** begin Source records **

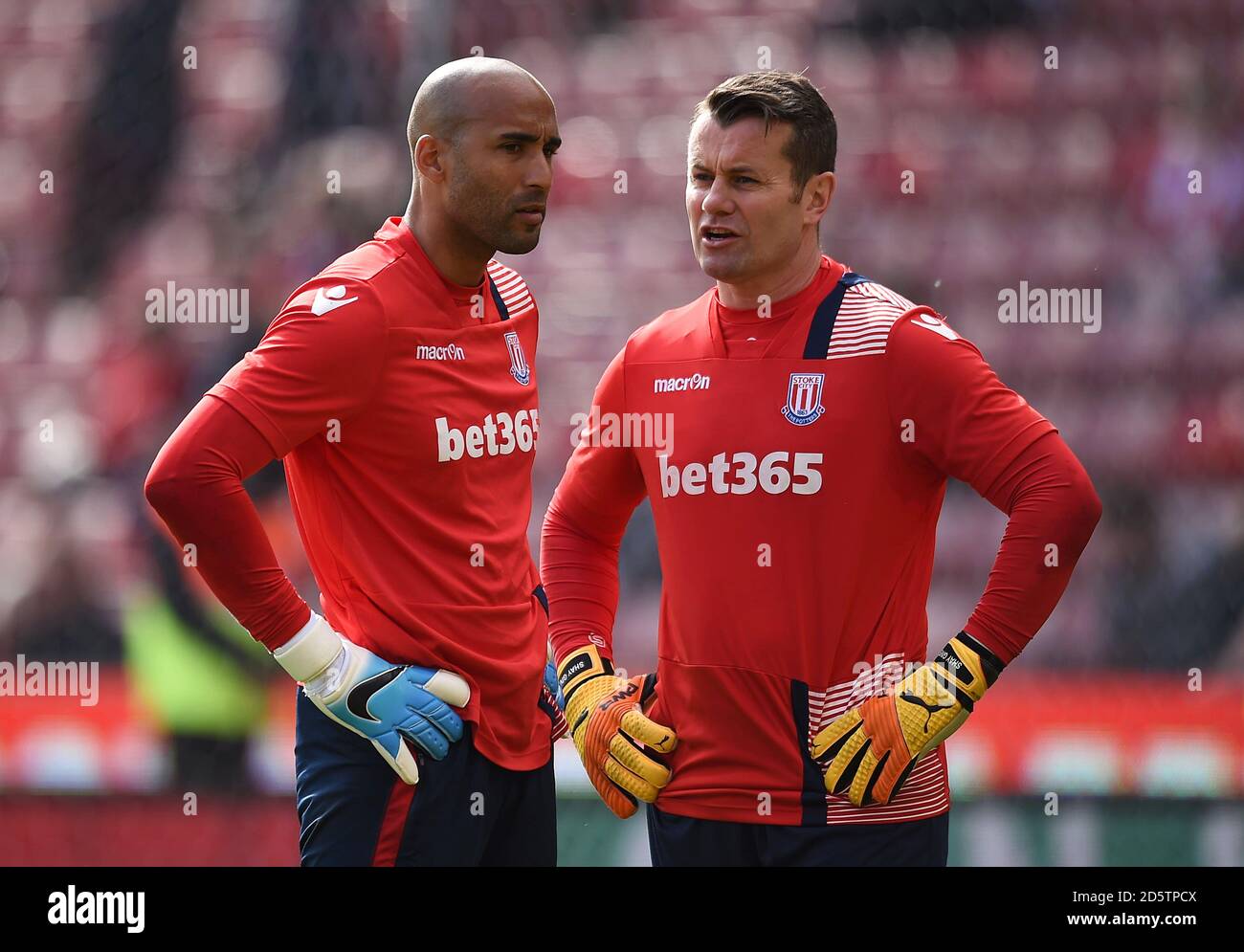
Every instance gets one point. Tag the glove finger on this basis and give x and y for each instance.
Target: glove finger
(426, 735)
(650, 732)
(828, 743)
(620, 802)
(446, 685)
(631, 783)
(435, 711)
(633, 760)
(402, 761)
(844, 763)
(891, 777)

** end Source records **

■ **Exercise goal**
Rewrite all the records with "glove finger" swapped for "glove fingertip" everywhere it appears, leaving everything else as it is. Leave out the pictures.

■ **Exercise answer**
Every instance gets one point. Tag the glove fingertip on this basis and give x and y for each instance.
Target: glove fingertip
(426, 735)
(650, 732)
(828, 743)
(620, 802)
(446, 685)
(631, 783)
(435, 711)
(633, 760)
(402, 761)
(844, 763)
(891, 777)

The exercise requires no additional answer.